--- start of DATA ENTRIES ---
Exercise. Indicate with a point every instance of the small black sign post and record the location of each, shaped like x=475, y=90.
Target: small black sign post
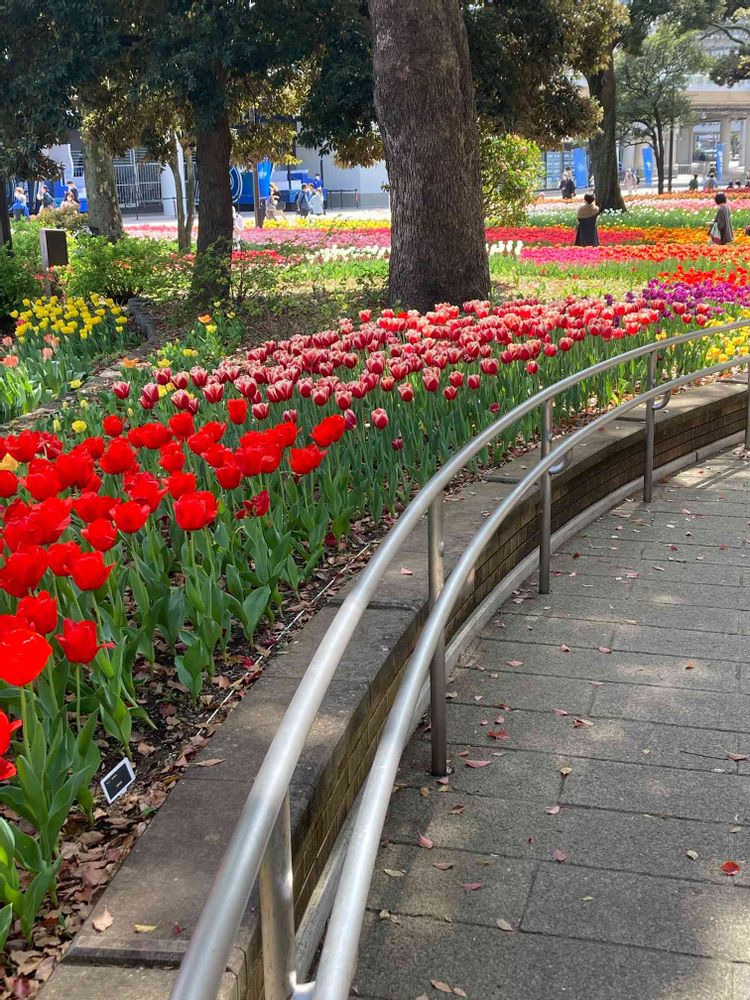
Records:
x=54, y=246
x=117, y=781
--- end of DATA ENTRIES ---
◆ **EXERCISE REQUIREMENTS**
Format the records above as a two-column CSV headed request and answer, with one row per record. Put each record's text and its answer in a single quoted field, replace line breaks with spaces, and omit the pictures.

◆ **EXERCISE RESULT**
request,answer
"Exercise. Indicate with a point every instance of the small black sign post and record the location of each, shaped like x=475, y=90. Target: small black sign post Records:","x=54, y=246 x=117, y=781"